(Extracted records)
+===+
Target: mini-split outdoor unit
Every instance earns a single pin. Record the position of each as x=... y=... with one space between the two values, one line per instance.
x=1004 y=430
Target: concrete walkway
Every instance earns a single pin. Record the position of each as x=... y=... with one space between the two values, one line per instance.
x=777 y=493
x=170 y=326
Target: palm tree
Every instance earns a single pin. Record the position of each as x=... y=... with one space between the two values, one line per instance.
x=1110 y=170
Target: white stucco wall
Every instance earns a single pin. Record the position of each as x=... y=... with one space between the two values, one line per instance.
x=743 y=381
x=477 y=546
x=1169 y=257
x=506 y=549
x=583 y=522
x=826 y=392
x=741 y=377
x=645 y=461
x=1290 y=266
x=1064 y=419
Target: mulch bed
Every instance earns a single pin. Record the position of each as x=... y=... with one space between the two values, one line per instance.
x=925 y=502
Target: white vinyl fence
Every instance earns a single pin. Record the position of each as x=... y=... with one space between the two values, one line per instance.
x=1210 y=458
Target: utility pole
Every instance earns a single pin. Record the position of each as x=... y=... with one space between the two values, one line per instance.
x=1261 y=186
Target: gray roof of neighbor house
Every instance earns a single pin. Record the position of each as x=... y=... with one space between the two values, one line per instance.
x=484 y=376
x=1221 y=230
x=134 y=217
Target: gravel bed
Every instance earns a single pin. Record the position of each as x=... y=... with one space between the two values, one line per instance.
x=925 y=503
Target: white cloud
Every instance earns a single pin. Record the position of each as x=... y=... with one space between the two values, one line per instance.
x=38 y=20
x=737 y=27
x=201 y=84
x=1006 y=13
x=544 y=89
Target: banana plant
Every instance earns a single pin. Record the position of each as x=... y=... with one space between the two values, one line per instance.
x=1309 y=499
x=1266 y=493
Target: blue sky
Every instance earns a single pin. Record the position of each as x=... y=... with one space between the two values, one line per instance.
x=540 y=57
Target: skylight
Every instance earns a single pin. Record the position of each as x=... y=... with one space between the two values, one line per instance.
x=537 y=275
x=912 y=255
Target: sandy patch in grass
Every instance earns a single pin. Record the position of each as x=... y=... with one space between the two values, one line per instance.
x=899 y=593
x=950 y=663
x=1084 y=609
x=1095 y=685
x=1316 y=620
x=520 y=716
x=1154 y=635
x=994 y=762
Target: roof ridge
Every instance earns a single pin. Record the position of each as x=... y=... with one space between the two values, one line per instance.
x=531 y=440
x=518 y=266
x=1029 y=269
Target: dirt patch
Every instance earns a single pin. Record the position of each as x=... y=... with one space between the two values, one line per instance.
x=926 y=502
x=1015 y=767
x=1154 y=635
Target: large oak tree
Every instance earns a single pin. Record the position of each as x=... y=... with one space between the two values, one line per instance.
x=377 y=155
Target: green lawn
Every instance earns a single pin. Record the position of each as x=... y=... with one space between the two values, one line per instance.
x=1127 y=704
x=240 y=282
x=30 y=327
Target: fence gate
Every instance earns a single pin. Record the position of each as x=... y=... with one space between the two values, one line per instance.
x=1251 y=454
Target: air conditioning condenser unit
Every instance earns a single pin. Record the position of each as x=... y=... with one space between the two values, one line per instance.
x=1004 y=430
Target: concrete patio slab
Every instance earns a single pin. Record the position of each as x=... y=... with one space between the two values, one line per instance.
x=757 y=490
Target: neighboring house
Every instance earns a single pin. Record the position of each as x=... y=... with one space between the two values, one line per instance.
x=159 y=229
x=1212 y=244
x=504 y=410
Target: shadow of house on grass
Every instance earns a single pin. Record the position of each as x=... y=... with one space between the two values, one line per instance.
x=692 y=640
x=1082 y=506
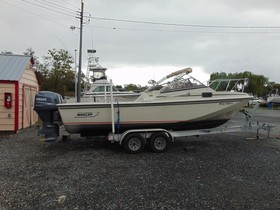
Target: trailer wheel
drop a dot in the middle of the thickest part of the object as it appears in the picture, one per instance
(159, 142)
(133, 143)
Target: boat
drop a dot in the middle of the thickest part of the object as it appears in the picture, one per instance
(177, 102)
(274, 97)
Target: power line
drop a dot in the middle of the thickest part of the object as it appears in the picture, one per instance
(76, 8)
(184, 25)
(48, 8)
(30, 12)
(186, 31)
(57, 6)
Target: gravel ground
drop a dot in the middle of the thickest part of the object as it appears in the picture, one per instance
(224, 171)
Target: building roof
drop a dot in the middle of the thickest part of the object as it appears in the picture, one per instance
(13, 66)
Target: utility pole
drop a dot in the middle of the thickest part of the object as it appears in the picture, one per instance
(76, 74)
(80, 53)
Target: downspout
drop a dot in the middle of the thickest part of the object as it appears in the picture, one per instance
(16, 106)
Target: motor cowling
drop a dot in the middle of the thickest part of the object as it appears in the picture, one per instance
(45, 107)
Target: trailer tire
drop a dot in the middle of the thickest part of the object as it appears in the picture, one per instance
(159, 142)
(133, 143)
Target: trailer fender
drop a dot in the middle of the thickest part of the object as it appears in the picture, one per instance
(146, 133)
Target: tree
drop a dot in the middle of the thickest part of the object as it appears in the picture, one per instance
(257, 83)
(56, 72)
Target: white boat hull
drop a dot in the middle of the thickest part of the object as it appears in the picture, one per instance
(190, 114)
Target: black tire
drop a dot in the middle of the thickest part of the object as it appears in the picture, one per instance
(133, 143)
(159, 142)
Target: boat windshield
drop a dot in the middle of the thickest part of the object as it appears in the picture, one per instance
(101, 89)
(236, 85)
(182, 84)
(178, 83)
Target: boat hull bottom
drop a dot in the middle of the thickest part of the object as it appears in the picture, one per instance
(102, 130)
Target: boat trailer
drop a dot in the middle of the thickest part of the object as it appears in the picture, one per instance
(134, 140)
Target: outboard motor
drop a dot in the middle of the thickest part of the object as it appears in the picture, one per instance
+===+
* [What is expected] Copy every line from the data that includes the string "white".

* [Response to this task]
Target: white stucco wall
Target: white vinyl fence
Target: white cloud
Target: white boat hull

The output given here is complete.